超高空間分解能観測を基軸とした活動銀河核構造マルチスケール探査

研究課題

研究課題/領域番号 20K04029
研究機関京都産業大学

研究代表者

岸本 真  京都産業大学, 理学部, 教授 (00733354)

研究期間 (年度) 2020-04-01 – 2024-03-31
キーワード宇宙物理 / 光学赤外線天文学 / ブラックホール
研究実績の概要

本研究は,様々な銀河の中心の巨大ブラックホールへの質量降着及び中心からの質量放出現象を,0.1 pc から100 pc のマルチスケールにわたって探査するものである。このような巨大ブラックホール系は「活動銀河核」と呼ばれている。

本年度はまず,10 - 100 pc スケールにおける3次元構造を,データから直接再構築する方法の確立を行なった。100 pc スケール程度以下において,各ガス雲の速度が,銀河中心の巨大ブラックホールからの距離に比例することを仮定すると,高空間分解能撮像分光データから,ガス雲の3次元幾何学的分布を直接求めることができる。この際,速度と距離の間の比例定数を決める必要があるが,これも,我々の視線方向が特別なものではないと仮定すると求めることができる。この方法を,活動銀河核を持つ近傍の明るい銀河 NGC1068 に実際に適用すると,極方向に「中空のコーン状の領域」が広がっていることが浮かび上がってくる。こうした結果と,0.1 - 10 pc における最近の赤外・サブミリ波干渉計の結果とをあわせて,0.1 pc から 100 pc のスケールにわたって,中心核から離れるにしたがって,中心核から見込む角度が極方向に向かって高くなっていくような(いわゆる flaring geometryの)中空構造を推測するに至った。本年度は,本研究の基礎となるこうした幾何学的構造と速度場構造を整理し,Astrophysical Journal に投稿論文としてまとめた (Miyauchi & Kishimoto 2020, ApJ, 904, 149)。

一方,0.1 pc スケールに対しては,チリの近赤外干渉計装置 GRAVITY を用いて,南天の明るい活動銀河核 IRAS09149-6206 の高速回転ガス雲の構造について,点対称からのずれ/偏りを検出した(GRAVITY Collaboration et al. 2020, A&A, 643, A154)。これは今後の画像再合成の足掛かりとなるものである。

現在までの達成度 (区分)
現在までの達成度 (区分)

3: やや遅れている

理由

2020年度はコロナ禍により4月および8月のチリでの中間赤外干渉計観測が中止となってしまった。また,同様にコロナ禍でカリフォルニアのCHARA干渉計における超低ノイズ近赤外検出器の導入計画も1年遅れとなってしまっている。

今後の研究の推進方策

中断していたチリでの観測が再開され,2021年4月と8月に,中間赤外干渉計を用いた観測を予定している。また,同じく2021年4月に,カリフォルニアのCHARA干渉計を用いた近赤外観測を予定している。全てリモート観測となるが,これらで複数のデータを確保し,0.1 - 10 pc スケールの探査を推進する予定である。

次年度使用額が生じた理由

今年度はコロナ禍で観測が中止となり,予定していた旅費支出が無かったため。次年度以降の複数の観測旅費として執行予定である。

  • 研究成果

    (8件)

§ **提供データ**:
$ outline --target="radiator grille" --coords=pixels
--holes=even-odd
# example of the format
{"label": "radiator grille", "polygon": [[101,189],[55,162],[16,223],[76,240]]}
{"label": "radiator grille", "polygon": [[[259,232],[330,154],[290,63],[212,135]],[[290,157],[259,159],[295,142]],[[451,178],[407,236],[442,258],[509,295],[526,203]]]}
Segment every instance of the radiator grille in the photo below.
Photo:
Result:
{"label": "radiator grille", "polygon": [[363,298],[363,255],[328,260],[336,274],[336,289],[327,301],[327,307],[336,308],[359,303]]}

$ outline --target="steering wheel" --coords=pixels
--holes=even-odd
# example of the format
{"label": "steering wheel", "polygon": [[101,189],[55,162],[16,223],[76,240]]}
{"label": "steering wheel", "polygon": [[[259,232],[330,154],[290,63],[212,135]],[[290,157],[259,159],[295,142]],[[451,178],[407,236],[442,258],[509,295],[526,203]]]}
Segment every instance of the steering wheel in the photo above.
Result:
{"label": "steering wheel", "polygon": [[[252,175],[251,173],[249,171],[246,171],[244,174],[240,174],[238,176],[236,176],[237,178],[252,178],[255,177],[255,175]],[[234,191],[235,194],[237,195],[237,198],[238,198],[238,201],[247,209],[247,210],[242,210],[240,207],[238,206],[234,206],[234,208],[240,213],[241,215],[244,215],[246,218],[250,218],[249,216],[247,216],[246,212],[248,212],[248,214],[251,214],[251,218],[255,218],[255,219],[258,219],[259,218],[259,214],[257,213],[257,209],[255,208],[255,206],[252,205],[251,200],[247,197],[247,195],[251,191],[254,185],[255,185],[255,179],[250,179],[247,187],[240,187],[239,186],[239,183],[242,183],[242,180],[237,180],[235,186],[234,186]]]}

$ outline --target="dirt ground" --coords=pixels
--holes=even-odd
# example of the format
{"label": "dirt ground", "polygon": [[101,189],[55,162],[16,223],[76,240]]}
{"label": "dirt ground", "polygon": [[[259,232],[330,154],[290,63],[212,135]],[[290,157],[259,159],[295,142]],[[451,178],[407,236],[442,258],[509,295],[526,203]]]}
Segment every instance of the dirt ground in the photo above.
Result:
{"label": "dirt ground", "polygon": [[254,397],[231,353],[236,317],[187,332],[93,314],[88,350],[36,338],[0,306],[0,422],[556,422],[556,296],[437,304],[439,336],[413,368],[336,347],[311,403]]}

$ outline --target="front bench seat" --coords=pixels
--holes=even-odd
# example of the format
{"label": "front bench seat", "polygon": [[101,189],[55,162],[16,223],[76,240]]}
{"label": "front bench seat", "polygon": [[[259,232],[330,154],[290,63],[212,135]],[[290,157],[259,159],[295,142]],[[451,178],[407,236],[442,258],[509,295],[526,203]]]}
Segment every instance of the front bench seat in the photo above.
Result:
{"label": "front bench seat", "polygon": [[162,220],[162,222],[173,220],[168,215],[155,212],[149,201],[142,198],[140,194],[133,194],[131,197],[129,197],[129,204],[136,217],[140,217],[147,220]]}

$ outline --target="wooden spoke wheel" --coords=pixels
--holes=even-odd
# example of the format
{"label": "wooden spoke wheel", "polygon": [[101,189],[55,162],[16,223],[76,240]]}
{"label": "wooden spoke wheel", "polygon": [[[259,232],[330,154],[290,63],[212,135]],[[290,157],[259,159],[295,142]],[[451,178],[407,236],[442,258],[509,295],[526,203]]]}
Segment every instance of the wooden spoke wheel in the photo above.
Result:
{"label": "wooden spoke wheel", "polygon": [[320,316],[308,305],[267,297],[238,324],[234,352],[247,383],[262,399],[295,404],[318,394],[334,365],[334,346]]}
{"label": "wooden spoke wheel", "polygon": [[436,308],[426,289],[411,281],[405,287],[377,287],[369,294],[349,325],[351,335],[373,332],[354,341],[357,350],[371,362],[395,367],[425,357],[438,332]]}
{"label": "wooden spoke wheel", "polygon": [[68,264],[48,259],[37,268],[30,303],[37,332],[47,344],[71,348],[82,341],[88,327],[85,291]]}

§ **課題の内容**:
A: 活動銀河核研究の報告のうち、「中断していたチリでの観測が再開され」で始まる段落を、主な事実を残して箇条書きに改めなさい。
B: 活動銀河核研究の報告を、本文が終わった箇所から書き継ぎなさい。
データは本文とは別の資料として扱います。

§ **課題別の解答**:
A:
- 中断していたチリでの観測が再開された。
- 2021年4月と8月に、中間赤外干渉計を用いた観測を予定している。
- 同じく2021年4月に、カリフォルニアのCHARA干渉計を用いた近赤外観測を予定している。
- いずれもリモート観測となる。
- これらの観測で複数のデータを確保し、0.1 - 10 pc スケールの探査を推進する予定である。

B:
すべて 2020 その他

すべて 国際共同研究 (5件) 雑誌論文 (2件) (うち国際共著 2件、 査読あり 2件、 オープンアクセス 1件) 学会発表 (1件) (うち国際学会 1件、 招待講演 1件)

  • [国際共同研究] University of Southampton(英国)

    • 国名
      英国
    • 外国機関名
      University of Southampton
  • [国際共同研究] Max Planck Inst. Extraterrestrial Phy./European Southern Observatory(ドイツ)

    • 国名
      ドイツ
    • 外国機関名
      Max Planck Inst. Extraterrestrial Phy./European Southern Observatory
  • [国際共同研究] University of California, Santa Barbara/Georgia State University(米国)

    • 国名
      米国
    • 外国機関名
      University of California, Santa Barbara/Georgia State University
  • [国際共同研究] University of Chile/European Southern Observatory(チリ)

    • 国名
      チリ
    • 外国機関名
      University of Chile/European Southern Observatory
  • [国際共同研究] Observatoire de la Cote d’Azur(フランス)

    • 国名
      フランス
    • 外国機関名
      Observatoire de la Cote d’Azur
  • [雑誌論文] Velocity-inverted Three-dimensional Distribution of the Gas Clouds in the Type 2 AGN NGC 10682020

    • 著者名/発表者名
      Miyauchi Ryuji、Kishimoto Makoto
    • 雑誌名

      The Astrophysical Journal

      巻: 904 ページ: 149~149

    • DOI

      10.3847/1538-4357/abc264

    • 査読あり / 国際共著
  • [雑誌論文] The spatially resolved broad line region of IRAS 09149-62062020

    • 著者名/発表者名
      GRAVITY Collaboration、Amorim A.、Bauboeck M.、Brandner W.、Clenet Y.、Davies R.、de Zeeuw P. T.、Dexter J.、Eckart A.、Eisenhauer F.、Foerster Schreiber N. M.、Gao F.、Garcia P. J. V.、Genzel R.、Gillessen S.、Gratadour D.、Hoenig S.、Kishimoto M.、et al.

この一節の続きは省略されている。